Work item:
Each record below should appear again exactly as written.

(Recorded data)
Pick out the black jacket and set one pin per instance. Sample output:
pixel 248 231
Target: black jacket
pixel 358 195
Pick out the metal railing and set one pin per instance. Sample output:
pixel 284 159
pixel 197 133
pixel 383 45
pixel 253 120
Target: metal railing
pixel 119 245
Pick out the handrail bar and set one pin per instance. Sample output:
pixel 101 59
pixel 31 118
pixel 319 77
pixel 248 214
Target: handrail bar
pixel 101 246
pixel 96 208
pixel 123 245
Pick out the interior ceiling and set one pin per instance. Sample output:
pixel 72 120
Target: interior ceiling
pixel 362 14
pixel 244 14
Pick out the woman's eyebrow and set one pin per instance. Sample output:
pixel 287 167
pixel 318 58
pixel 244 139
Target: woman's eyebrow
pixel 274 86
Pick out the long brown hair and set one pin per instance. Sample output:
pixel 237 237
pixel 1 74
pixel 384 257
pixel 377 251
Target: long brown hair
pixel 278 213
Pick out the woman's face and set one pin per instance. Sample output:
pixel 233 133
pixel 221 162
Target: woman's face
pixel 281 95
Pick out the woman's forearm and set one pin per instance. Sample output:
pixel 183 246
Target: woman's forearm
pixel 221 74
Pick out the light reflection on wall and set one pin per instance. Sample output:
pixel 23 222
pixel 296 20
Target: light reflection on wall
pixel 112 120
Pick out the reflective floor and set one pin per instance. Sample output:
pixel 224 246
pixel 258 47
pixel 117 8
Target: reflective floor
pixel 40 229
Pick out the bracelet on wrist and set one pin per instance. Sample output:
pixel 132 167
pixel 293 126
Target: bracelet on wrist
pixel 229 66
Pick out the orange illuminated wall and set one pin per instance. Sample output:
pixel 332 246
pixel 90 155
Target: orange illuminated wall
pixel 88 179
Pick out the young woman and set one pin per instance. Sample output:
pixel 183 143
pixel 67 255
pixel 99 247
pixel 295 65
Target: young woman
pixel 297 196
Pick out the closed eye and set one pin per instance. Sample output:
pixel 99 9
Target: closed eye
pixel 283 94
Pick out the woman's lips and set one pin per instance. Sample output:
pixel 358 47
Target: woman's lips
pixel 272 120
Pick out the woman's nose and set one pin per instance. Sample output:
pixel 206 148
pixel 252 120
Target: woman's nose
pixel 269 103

Written answer:
Pick out the black jacket and set one pin per instance. Sample output:
pixel 248 231
Target: black jacket
pixel 358 195
Pick out the metal railing and set one pin per instance. Sample output:
pixel 284 159
pixel 197 133
pixel 383 45
pixel 253 120
Target: metal railing
pixel 119 245
Pick out the handrail bar and set one pin per instance. Sample output:
pixel 101 59
pixel 31 118
pixel 319 77
pixel 248 214
Target: handrail bar
pixel 101 246
pixel 96 208
pixel 123 245
Pick out the interior ceiling and set one pin per instance. Sample output:
pixel 72 120
Target: interior ceiling
pixel 362 14
pixel 244 14
Pick out the woman's eyebrow and set one pin per instance. Sample output:
pixel 287 167
pixel 318 58
pixel 244 139
Target: woman's eyebrow
pixel 274 86
Pick out the long brown hair and set one pin per instance. Sample output:
pixel 237 237
pixel 1 74
pixel 384 257
pixel 377 251
Target: long brown hair
pixel 278 213
Pick out the woman's face and set one pin per instance. Sample output:
pixel 233 133
pixel 221 162
Target: woman's face
pixel 281 95
Pick out the woman's forearm and set one pin per instance. Sample output:
pixel 183 246
Target: woman's forearm
pixel 221 74
Pick out the light reflection on wall and set one pin per instance. Sample output:
pixel 23 222
pixel 296 20
Target: light reflection on wall
pixel 112 120
Pick out the reflective floor and set one pin per instance. Sample output:
pixel 224 246
pixel 258 47
pixel 117 8
Target: reflective floor
pixel 40 229
Pick out the bracelet on wrist and set one pin per instance. Sample output:
pixel 132 167
pixel 293 126
Target: bracelet on wrist
pixel 229 66
Pick out the orange illuminated wall and set one pin per instance. Sample output:
pixel 332 246
pixel 90 155
Target: orange illuminated wall
pixel 88 179
Pick out the young woman and set one pin per instance. Sample output:
pixel 183 143
pixel 67 255
pixel 99 247
pixel 295 65
Target: young woman
pixel 297 196
Pick out the closed eye and set one pin per instance. Sample output:
pixel 99 9
Target: closed eye
pixel 283 94
Pick out the woman's lips and set one pin per instance. Sample output:
pixel 358 47
Target: woman's lips
pixel 272 120
Pick out the woman's nose and set one pin per instance. Sample output:
pixel 206 148
pixel 252 120
Target: woman's nose
pixel 269 103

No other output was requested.